Data shown:
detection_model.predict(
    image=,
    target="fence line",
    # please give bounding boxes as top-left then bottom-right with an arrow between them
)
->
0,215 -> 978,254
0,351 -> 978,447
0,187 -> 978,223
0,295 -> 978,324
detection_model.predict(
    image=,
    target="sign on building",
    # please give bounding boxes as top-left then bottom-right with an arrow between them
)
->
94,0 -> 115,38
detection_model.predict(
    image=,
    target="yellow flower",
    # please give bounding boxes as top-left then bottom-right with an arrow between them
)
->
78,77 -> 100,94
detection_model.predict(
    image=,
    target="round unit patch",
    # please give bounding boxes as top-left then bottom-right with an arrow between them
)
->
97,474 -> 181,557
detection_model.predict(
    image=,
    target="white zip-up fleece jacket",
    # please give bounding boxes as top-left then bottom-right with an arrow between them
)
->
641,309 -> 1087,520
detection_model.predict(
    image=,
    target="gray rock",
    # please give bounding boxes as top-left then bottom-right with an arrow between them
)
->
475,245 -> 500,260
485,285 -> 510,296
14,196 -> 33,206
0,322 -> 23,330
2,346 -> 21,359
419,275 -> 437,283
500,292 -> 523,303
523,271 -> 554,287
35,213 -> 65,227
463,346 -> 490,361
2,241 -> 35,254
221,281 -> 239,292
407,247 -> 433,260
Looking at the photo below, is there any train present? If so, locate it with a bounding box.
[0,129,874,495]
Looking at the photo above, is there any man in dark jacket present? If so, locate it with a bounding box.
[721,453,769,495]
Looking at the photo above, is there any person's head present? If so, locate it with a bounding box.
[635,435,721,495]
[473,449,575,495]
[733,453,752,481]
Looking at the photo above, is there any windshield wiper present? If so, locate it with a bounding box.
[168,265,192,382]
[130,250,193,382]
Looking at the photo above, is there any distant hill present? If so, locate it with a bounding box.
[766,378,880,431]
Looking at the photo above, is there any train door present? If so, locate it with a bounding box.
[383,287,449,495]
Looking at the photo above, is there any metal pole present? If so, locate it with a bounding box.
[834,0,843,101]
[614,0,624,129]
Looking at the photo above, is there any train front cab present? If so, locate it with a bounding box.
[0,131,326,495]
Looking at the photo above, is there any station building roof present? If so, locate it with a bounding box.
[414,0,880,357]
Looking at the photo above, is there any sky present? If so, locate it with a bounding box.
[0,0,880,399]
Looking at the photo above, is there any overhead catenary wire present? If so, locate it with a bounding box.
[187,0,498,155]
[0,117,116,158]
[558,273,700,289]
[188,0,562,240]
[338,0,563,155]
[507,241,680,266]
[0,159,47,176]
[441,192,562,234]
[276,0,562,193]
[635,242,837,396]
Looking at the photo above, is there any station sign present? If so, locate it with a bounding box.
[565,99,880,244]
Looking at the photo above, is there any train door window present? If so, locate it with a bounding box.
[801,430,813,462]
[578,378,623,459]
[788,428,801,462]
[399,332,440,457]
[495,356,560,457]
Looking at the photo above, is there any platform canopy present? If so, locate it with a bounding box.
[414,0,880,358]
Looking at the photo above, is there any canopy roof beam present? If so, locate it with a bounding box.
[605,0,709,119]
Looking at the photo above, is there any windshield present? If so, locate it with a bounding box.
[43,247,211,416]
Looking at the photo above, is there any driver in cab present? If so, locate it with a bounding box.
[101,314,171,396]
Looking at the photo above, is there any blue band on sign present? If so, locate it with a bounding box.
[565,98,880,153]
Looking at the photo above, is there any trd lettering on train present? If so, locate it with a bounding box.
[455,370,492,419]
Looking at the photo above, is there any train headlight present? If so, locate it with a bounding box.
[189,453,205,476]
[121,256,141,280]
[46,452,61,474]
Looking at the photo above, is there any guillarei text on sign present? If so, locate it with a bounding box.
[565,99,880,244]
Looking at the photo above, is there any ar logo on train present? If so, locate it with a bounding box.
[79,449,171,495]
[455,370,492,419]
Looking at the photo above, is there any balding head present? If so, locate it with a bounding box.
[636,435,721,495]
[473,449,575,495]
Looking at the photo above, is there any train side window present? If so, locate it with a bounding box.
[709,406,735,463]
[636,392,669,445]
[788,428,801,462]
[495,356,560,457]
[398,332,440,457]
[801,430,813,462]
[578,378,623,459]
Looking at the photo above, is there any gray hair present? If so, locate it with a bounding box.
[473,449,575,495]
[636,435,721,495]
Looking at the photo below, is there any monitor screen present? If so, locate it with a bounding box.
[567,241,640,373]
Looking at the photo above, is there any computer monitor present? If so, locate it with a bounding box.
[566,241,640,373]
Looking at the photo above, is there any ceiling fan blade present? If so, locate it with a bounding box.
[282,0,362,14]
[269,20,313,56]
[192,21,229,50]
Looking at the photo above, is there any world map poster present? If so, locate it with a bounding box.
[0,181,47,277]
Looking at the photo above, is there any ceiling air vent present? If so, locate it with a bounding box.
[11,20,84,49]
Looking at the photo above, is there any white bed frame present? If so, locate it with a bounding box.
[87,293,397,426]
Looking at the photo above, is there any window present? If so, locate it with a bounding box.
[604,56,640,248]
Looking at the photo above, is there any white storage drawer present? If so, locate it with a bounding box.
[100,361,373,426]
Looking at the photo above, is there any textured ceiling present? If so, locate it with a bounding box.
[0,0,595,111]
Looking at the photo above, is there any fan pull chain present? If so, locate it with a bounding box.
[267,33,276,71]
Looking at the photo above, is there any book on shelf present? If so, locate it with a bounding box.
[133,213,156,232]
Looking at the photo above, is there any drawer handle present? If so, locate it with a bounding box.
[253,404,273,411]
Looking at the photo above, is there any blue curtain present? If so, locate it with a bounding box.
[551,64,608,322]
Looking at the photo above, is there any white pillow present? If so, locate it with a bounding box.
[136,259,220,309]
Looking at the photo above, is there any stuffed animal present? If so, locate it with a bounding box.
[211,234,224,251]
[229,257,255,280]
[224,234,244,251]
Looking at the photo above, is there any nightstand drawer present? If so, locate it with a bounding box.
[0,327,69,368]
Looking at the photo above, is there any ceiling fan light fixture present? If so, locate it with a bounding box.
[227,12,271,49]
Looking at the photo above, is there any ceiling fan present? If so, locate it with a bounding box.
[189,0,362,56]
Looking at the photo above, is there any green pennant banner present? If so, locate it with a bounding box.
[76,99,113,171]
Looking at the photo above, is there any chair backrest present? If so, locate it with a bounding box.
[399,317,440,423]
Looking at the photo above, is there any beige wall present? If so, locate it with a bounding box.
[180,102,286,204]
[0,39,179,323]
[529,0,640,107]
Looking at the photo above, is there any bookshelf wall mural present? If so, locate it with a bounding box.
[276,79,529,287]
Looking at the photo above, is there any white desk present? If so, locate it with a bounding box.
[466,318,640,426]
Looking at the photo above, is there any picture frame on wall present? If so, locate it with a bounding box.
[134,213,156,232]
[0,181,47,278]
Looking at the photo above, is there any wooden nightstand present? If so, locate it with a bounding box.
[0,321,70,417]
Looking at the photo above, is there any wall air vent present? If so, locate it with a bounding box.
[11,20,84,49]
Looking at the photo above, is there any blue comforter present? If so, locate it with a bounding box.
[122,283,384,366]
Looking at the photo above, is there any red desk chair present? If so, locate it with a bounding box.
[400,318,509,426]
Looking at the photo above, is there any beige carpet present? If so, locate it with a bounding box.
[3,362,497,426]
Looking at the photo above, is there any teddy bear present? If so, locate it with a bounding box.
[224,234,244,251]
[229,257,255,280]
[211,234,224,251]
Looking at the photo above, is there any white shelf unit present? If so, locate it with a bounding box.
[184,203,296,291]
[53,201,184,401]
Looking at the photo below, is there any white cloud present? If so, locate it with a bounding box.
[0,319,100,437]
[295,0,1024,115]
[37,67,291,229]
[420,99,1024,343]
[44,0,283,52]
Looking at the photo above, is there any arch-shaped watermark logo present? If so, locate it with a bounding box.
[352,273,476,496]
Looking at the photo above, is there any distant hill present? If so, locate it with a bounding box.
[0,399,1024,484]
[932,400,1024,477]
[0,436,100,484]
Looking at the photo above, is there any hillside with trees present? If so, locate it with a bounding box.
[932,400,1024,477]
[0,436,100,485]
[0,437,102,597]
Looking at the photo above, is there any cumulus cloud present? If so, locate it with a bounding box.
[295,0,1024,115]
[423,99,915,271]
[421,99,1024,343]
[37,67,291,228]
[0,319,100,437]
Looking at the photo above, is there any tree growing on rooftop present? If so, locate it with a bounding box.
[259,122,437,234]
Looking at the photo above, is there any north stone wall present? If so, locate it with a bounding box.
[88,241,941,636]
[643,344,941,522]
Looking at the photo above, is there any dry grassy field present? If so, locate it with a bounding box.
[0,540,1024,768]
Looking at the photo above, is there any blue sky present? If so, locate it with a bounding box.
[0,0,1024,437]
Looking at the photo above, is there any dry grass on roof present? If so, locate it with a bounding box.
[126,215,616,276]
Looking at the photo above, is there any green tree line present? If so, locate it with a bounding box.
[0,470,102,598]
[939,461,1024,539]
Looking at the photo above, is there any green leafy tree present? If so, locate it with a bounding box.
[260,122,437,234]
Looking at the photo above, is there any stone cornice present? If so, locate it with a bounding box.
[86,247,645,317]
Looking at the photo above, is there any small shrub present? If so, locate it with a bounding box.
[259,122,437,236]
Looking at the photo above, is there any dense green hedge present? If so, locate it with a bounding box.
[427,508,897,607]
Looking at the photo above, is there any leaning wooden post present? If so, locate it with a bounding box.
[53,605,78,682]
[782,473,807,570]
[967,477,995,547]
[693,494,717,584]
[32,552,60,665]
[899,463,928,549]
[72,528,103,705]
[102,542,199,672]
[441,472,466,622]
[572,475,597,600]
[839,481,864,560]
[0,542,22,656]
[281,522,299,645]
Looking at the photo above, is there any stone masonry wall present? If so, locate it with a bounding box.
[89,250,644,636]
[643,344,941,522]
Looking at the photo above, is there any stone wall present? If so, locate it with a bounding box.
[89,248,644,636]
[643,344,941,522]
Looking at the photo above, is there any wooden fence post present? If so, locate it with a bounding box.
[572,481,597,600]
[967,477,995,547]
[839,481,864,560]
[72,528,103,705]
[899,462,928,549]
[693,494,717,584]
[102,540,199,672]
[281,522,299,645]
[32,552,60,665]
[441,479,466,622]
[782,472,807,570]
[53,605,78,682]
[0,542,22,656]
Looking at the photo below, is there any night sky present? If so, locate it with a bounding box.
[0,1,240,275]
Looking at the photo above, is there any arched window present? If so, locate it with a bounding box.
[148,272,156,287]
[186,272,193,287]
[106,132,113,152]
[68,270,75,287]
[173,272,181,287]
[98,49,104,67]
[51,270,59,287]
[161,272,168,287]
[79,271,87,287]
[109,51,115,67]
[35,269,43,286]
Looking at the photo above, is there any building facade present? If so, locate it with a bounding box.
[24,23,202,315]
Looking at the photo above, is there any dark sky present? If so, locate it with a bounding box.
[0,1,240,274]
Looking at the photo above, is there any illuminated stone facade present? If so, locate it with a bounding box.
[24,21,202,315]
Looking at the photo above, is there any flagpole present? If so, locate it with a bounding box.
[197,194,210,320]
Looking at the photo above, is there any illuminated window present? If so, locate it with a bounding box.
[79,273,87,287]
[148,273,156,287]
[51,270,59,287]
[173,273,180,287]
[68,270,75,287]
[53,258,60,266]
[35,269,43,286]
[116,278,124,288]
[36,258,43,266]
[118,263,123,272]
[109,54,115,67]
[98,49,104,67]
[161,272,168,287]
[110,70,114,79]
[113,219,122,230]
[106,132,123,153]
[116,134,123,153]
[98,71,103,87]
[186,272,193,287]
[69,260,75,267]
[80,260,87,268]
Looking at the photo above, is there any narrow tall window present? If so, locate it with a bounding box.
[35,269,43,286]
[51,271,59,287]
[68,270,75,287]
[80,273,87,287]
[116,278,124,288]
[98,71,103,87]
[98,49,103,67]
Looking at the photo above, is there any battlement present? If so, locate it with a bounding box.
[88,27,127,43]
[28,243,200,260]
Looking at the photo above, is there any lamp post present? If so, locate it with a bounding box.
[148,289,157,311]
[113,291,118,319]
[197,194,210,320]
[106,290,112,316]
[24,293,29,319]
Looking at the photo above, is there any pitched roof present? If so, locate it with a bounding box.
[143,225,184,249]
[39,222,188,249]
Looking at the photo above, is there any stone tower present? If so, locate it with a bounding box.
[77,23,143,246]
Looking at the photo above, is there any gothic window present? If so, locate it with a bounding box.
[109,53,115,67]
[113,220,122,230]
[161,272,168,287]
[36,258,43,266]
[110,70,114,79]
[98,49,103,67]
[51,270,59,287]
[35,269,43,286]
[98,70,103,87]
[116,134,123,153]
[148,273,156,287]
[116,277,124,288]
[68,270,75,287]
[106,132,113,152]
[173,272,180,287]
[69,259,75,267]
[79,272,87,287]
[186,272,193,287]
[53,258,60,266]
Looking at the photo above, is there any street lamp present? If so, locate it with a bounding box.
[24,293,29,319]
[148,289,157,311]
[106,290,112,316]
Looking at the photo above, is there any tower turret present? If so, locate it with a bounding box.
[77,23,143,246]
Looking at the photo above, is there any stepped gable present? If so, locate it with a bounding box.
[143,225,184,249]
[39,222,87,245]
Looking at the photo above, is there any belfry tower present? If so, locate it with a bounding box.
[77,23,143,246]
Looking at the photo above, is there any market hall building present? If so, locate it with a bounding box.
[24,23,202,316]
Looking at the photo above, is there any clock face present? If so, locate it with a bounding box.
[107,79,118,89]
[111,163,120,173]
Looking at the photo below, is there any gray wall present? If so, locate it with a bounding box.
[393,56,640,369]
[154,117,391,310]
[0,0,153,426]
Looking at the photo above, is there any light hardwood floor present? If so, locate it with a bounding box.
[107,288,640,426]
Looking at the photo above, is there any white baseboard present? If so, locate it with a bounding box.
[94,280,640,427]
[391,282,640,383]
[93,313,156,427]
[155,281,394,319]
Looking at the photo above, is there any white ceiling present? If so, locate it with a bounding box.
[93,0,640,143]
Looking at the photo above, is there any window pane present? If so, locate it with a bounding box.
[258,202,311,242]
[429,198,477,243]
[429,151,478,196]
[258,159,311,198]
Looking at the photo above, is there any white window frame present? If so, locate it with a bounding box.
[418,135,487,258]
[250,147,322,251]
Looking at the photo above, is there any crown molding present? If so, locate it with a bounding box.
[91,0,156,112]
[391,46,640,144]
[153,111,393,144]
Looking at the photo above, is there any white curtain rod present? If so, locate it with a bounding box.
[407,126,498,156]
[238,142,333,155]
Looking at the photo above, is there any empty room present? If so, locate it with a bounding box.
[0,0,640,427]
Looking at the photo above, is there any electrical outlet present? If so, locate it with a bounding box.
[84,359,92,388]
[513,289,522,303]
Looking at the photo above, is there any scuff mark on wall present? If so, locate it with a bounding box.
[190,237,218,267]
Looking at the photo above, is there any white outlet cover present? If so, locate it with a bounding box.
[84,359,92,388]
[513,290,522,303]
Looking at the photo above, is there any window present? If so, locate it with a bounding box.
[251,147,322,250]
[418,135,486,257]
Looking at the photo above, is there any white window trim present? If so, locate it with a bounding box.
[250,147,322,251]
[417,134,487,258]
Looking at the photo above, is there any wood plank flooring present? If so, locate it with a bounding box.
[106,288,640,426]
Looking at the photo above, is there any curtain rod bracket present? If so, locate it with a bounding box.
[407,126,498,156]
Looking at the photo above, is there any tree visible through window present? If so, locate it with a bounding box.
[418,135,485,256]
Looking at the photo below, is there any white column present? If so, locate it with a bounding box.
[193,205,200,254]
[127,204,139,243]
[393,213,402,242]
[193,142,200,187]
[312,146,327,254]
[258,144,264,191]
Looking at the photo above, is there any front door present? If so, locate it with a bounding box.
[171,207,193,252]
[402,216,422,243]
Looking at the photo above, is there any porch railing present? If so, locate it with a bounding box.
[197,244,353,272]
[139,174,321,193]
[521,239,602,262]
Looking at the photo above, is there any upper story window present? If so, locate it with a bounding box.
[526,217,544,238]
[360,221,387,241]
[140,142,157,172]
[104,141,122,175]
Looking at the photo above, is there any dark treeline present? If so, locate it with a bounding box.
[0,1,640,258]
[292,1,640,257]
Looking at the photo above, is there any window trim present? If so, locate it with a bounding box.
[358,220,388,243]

Your instructions: Gather every line in the records above that contains the string "chair" and reproduce each one in full.

Reply to the exercise:
Looking at the photo above, is there any chair backrest present? If so, locate it with a bounding box.
Looking at the photo above, is there any red desk chair present? If so, locate it with a bounding box.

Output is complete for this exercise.